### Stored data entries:
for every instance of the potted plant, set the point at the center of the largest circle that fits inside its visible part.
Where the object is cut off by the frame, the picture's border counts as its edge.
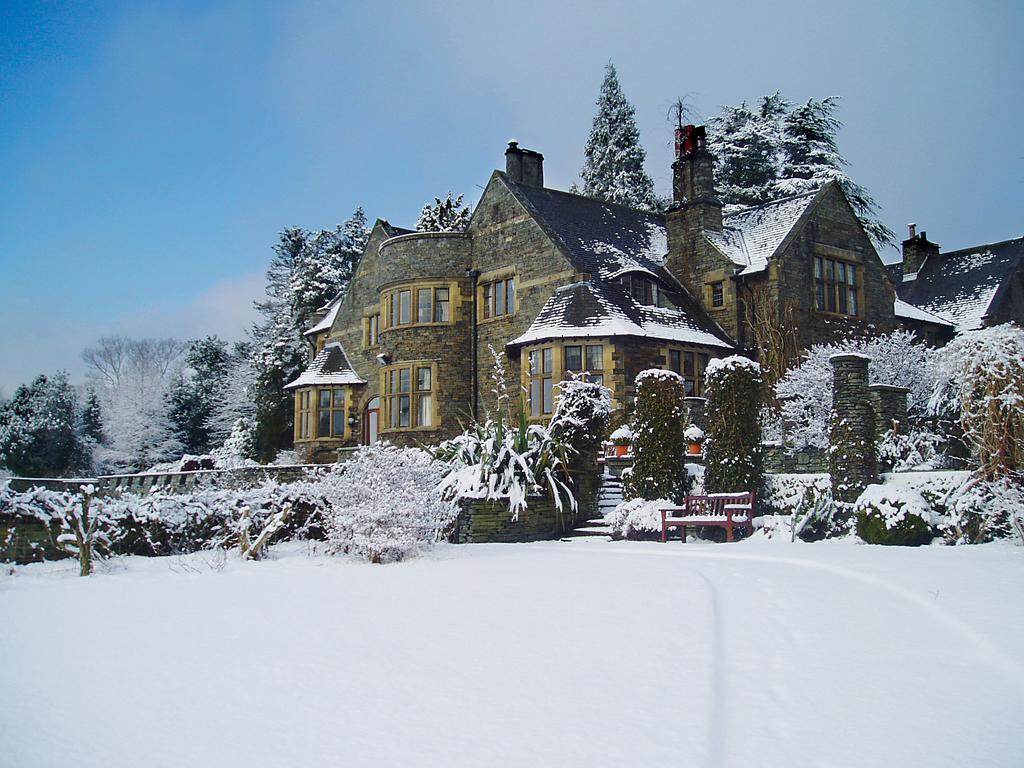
(694, 439)
(622, 439)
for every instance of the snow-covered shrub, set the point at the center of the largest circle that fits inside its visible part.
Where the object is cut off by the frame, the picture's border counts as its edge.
(894, 514)
(916, 450)
(982, 510)
(981, 384)
(806, 391)
(582, 414)
(497, 461)
(637, 517)
(806, 502)
(732, 449)
(385, 503)
(658, 445)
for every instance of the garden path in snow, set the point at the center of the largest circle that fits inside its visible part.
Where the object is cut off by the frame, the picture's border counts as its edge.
(581, 653)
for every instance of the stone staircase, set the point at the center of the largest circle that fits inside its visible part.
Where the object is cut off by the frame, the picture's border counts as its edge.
(608, 496)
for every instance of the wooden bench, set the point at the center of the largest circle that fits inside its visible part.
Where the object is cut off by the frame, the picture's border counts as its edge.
(721, 510)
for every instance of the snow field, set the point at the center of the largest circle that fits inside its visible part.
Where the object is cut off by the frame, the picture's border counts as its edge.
(587, 653)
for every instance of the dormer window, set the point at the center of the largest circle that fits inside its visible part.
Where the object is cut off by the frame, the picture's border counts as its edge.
(642, 289)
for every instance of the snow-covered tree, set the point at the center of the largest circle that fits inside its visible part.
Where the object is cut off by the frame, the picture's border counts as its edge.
(981, 385)
(133, 379)
(305, 272)
(198, 387)
(449, 215)
(39, 429)
(805, 392)
(778, 150)
(613, 157)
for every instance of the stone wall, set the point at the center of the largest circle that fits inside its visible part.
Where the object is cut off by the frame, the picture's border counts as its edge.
(852, 458)
(489, 521)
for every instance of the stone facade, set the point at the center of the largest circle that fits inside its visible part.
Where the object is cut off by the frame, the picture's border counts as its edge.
(508, 239)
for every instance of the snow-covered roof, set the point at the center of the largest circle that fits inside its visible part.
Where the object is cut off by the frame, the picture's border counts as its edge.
(962, 286)
(330, 367)
(331, 310)
(591, 309)
(902, 309)
(601, 239)
(751, 237)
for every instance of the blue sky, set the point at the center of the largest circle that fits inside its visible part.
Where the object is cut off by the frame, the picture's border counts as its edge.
(151, 152)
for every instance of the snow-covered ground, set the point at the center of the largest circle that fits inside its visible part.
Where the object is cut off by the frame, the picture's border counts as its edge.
(582, 653)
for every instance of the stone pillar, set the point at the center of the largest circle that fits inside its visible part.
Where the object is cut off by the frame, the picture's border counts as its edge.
(852, 456)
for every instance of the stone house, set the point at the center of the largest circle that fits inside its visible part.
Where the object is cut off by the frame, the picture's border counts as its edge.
(962, 290)
(556, 283)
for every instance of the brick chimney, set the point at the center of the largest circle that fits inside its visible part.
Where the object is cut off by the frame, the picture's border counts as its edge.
(693, 179)
(916, 248)
(524, 166)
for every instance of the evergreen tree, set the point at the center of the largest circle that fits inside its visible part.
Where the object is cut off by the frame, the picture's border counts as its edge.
(194, 394)
(779, 150)
(613, 158)
(811, 158)
(279, 352)
(449, 215)
(38, 429)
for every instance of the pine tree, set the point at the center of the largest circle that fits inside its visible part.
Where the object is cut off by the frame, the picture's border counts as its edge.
(449, 215)
(779, 150)
(38, 429)
(811, 158)
(613, 166)
(194, 394)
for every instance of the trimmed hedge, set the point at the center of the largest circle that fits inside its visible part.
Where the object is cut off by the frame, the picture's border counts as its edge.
(659, 418)
(732, 449)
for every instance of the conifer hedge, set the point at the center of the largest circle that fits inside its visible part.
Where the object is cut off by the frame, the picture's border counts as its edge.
(732, 448)
(659, 418)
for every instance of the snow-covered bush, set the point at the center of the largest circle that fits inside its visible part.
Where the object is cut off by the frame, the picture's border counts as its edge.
(981, 385)
(732, 449)
(982, 510)
(806, 391)
(637, 517)
(806, 503)
(658, 445)
(894, 514)
(500, 462)
(918, 450)
(385, 503)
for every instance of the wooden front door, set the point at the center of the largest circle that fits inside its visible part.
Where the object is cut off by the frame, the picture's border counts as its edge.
(371, 421)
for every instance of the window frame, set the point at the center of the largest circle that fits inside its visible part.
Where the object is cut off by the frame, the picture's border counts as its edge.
(392, 310)
(487, 292)
(837, 286)
(690, 364)
(394, 390)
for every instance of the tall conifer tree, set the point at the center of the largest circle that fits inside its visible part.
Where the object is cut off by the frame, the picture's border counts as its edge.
(613, 167)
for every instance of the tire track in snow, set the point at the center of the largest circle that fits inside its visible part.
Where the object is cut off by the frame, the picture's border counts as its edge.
(983, 648)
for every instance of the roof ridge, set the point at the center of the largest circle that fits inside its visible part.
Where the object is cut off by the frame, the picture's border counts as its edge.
(786, 199)
(641, 211)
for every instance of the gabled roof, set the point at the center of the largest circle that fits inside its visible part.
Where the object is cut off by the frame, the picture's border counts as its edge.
(331, 311)
(589, 309)
(601, 239)
(751, 237)
(909, 311)
(963, 285)
(330, 367)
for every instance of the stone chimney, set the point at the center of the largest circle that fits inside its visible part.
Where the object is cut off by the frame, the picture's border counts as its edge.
(916, 248)
(524, 166)
(693, 179)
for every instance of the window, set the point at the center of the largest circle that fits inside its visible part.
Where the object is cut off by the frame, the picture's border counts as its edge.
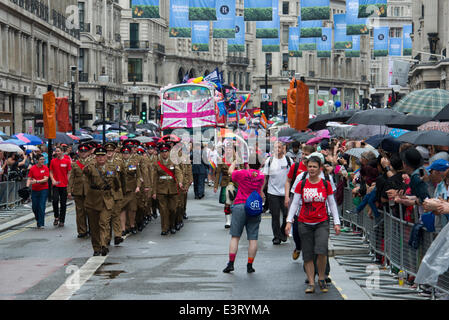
(285, 7)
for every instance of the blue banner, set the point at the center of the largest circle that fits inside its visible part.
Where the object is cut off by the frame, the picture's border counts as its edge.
(324, 44)
(372, 8)
(269, 29)
(180, 26)
(381, 37)
(293, 43)
(395, 47)
(224, 27)
(355, 51)
(408, 44)
(354, 24)
(307, 44)
(202, 10)
(271, 45)
(341, 40)
(200, 36)
(238, 43)
(315, 10)
(258, 10)
(145, 9)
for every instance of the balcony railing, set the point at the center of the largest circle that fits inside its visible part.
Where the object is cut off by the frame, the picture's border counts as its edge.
(241, 61)
(138, 77)
(137, 45)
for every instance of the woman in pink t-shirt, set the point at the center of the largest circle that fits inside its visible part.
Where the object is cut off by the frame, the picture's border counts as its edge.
(248, 181)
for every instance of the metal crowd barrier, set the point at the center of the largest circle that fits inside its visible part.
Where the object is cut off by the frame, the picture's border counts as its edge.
(388, 237)
(9, 197)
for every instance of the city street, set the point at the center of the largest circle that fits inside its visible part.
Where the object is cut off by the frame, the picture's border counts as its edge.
(35, 264)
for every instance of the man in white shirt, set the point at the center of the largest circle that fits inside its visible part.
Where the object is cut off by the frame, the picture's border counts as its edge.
(275, 171)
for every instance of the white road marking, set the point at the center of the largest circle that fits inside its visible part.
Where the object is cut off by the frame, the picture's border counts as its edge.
(76, 281)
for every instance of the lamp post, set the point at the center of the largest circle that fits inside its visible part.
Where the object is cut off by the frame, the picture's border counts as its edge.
(104, 80)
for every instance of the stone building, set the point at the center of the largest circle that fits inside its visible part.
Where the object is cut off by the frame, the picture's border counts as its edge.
(38, 44)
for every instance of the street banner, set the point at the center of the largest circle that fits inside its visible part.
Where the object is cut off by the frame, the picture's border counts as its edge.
(354, 24)
(293, 43)
(179, 26)
(271, 45)
(49, 104)
(315, 10)
(307, 44)
(324, 44)
(395, 47)
(381, 37)
(269, 29)
(341, 40)
(145, 9)
(62, 114)
(372, 8)
(202, 10)
(355, 51)
(200, 36)
(258, 10)
(408, 44)
(310, 29)
(238, 43)
(224, 27)
(196, 114)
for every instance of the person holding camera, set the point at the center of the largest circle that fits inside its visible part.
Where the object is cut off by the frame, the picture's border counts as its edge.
(38, 179)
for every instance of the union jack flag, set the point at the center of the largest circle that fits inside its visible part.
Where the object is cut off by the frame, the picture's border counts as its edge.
(196, 114)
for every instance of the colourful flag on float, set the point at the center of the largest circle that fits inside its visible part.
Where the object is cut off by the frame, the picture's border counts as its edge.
(145, 9)
(197, 114)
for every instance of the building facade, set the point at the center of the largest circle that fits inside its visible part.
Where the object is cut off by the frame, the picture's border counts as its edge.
(430, 67)
(38, 45)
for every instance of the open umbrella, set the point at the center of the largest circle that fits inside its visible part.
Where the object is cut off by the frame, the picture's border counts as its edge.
(407, 121)
(433, 137)
(427, 102)
(373, 116)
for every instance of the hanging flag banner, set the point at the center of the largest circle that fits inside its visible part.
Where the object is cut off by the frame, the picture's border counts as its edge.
(354, 24)
(395, 47)
(315, 10)
(293, 43)
(202, 10)
(258, 10)
(324, 44)
(355, 51)
(408, 44)
(341, 40)
(271, 45)
(307, 44)
(179, 26)
(372, 8)
(381, 36)
(145, 9)
(224, 27)
(269, 29)
(238, 43)
(200, 36)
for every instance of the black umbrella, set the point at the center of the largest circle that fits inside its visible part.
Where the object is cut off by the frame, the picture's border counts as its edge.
(408, 122)
(319, 123)
(443, 115)
(433, 137)
(374, 116)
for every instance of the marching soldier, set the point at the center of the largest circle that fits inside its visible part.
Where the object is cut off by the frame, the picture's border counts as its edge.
(167, 181)
(131, 184)
(102, 180)
(114, 220)
(77, 189)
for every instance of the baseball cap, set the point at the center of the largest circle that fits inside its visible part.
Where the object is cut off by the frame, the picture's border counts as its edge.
(439, 165)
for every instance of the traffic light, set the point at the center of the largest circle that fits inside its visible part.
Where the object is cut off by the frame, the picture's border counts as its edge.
(284, 107)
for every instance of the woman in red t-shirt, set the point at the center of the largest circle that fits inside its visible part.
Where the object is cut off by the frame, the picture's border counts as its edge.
(313, 198)
(38, 179)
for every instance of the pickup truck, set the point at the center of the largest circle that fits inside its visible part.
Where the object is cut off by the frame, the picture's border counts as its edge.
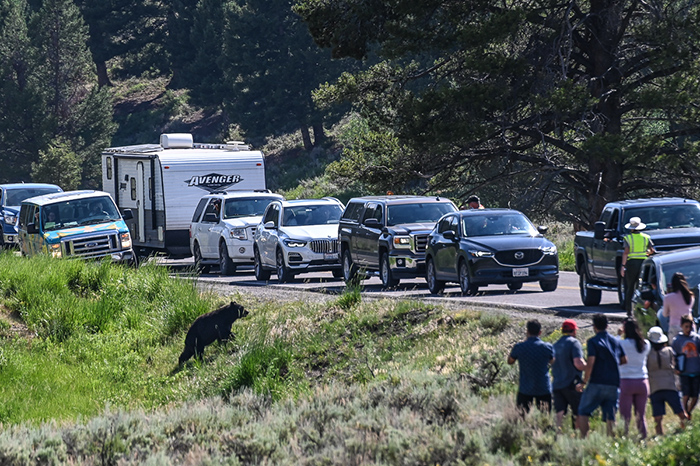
(672, 223)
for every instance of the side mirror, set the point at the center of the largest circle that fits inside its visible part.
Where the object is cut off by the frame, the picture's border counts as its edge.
(599, 230)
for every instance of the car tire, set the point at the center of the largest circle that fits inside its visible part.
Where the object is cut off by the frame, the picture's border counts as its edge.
(434, 285)
(284, 275)
(515, 286)
(549, 285)
(589, 297)
(349, 268)
(464, 282)
(388, 279)
(198, 266)
(226, 265)
(261, 274)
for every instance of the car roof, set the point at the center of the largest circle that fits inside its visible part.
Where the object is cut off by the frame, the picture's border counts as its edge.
(677, 255)
(28, 185)
(654, 201)
(399, 199)
(63, 197)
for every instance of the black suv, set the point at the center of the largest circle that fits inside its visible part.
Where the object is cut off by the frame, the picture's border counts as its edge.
(388, 235)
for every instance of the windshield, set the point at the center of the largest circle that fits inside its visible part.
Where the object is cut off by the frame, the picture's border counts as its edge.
(497, 224)
(236, 208)
(79, 212)
(426, 212)
(674, 216)
(15, 196)
(312, 215)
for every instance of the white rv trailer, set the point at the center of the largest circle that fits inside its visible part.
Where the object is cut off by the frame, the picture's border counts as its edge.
(162, 184)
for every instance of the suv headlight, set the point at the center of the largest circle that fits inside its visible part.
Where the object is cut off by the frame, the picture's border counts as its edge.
(402, 242)
(10, 219)
(126, 240)
(295, 243)
(238, 233)
(480, 253)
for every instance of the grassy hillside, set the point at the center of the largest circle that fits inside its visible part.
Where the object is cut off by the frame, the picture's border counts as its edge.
(88, 375)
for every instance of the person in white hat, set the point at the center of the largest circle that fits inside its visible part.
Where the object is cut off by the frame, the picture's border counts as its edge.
(638, 246)
(662, 381)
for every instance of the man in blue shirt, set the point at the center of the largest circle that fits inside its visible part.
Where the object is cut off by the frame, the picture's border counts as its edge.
(534, 356)
(602, 376)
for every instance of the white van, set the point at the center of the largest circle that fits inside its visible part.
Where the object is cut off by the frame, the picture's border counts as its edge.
(162, 184)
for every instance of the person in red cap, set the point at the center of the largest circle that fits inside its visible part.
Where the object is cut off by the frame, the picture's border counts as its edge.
(566, 373)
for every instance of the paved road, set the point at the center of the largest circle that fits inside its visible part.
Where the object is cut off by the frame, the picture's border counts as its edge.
(564, 301)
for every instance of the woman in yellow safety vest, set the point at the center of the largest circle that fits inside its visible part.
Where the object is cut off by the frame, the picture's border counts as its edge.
(638, 246)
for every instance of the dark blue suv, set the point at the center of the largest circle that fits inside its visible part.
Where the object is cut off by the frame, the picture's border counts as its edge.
(11, 196)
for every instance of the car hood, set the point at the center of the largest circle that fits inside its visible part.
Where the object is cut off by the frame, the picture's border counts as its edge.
(311, 232)
(499, 243)
(674, 238)
(412, 228)
(243, 222)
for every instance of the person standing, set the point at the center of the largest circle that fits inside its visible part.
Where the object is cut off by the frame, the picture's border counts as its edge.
(662, 379)
(676, 304)
(686, 345)
(534, 356)
(566, 373)
(601, 375)
(638, 246)
(634, 383)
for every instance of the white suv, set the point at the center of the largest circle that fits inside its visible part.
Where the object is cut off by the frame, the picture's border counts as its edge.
(223, 226)
(298, 236)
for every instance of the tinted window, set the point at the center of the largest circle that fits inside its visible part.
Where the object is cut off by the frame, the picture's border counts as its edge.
(312, 215)
(236, 208)
(424, 212)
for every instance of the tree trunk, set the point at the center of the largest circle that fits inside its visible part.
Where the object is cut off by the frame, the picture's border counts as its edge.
(319, 134)
(102, 76)
(306, 138)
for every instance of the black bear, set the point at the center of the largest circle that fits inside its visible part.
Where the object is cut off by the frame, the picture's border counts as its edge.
(214, 325)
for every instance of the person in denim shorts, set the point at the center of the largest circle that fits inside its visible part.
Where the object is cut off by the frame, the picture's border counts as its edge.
(602, 376)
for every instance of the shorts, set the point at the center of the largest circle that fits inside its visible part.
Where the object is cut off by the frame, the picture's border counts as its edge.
(524, 402)
(595, 395)
(659, 399)
(690, 385)
(565, 397)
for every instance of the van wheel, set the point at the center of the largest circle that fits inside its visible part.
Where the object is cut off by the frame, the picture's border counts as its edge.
(589, 297)
(226, 265)
(284, 275)
(388, 279)
(434, 285)
(198, 266)
(260, 273)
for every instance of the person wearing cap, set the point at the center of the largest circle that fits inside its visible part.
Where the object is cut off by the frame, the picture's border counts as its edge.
(534, 357)
(638, 246)
(566, 373)
(602, 376)
(686, 345)
(662, 379)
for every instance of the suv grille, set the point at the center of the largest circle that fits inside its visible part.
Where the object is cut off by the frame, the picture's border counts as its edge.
(530, 256)
(324, 246)
(421, 242)
(91, 246)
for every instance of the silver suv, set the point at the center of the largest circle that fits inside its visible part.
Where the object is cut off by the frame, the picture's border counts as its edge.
(223, 226)
(298, 236)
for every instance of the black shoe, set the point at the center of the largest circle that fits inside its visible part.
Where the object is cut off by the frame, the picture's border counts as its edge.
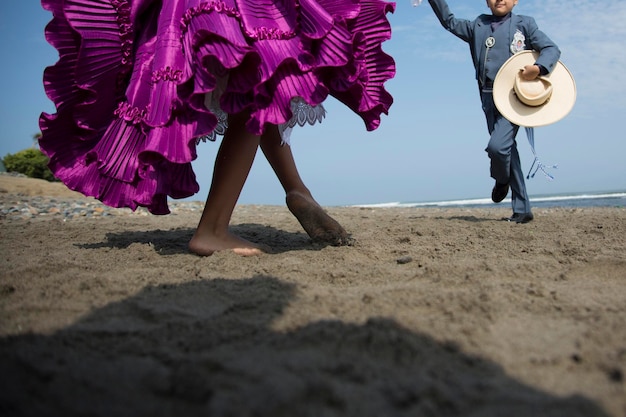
(520, 218)
(499, 192)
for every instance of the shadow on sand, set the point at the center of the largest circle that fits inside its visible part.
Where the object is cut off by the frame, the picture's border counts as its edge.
(208, 348)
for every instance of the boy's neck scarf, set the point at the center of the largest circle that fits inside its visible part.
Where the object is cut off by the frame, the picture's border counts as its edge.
(496, 21)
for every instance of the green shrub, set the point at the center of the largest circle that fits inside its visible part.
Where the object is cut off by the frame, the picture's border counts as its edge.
(30, 162)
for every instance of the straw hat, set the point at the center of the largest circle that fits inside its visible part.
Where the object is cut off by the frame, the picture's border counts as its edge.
(539, 102)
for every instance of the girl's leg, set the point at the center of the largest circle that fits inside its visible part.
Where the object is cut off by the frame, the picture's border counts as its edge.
(315, 221)
(232, 165)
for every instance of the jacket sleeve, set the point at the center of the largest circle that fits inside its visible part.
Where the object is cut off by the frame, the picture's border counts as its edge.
(462, 28)
(549, 52)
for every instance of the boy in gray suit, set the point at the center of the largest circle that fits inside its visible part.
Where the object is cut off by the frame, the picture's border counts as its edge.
(493, 39)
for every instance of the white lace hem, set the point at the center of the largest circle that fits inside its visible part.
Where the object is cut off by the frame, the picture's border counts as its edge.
(303, 114)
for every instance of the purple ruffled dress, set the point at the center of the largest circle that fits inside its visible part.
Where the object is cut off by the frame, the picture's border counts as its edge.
(138, 82)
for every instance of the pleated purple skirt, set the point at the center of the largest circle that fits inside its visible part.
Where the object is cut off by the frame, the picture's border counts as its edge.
(133, 77)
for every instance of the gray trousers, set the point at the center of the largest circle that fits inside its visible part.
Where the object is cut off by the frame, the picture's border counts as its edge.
(506, 167)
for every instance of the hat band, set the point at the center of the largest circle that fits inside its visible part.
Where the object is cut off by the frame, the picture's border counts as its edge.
(533, 93)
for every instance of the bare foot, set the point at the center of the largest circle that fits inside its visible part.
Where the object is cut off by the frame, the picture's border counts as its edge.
(205, 244)
(315, 221)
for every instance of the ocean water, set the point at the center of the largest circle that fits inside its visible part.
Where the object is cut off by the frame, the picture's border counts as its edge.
(573, 200)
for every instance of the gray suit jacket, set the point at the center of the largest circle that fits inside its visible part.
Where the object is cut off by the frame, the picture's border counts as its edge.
(475, 32)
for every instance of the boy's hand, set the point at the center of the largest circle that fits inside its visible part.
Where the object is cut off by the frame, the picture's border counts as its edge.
(530, 72)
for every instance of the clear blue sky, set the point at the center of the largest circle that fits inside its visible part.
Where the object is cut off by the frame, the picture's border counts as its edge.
(431, 146)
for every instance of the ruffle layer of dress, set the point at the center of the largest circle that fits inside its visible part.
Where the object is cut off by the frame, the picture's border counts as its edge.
(133, 77)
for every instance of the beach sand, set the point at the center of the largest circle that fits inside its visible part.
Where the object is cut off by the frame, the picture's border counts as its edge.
(432, 312)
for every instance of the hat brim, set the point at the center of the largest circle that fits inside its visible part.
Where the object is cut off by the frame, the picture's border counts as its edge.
(559, 105)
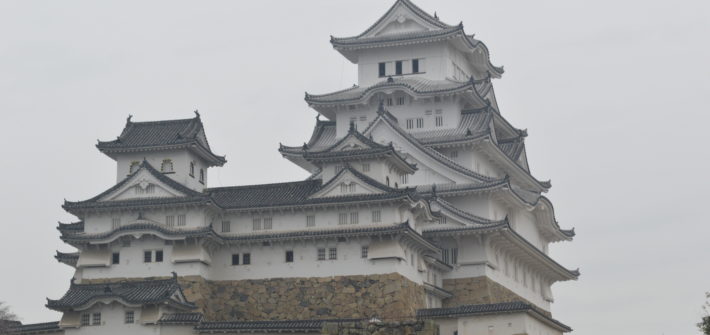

### WORK TO COMPLETE:
From the records above, copy out the line with "for every instance of the snow field, set", the line with "for every instance of the dormer", and every line between them, word for word.

### RESPONSE FOR THIS EXERCISE:
for every instance of the snow field, set the point at the center of the largest circle that fits inside its visible part.
Where the object is cut off by the frame, the picture's border counts as its edge.
(587, 653)
for every instance of the dormer window, set the point at the center of the largest circle that fits inside its visible part.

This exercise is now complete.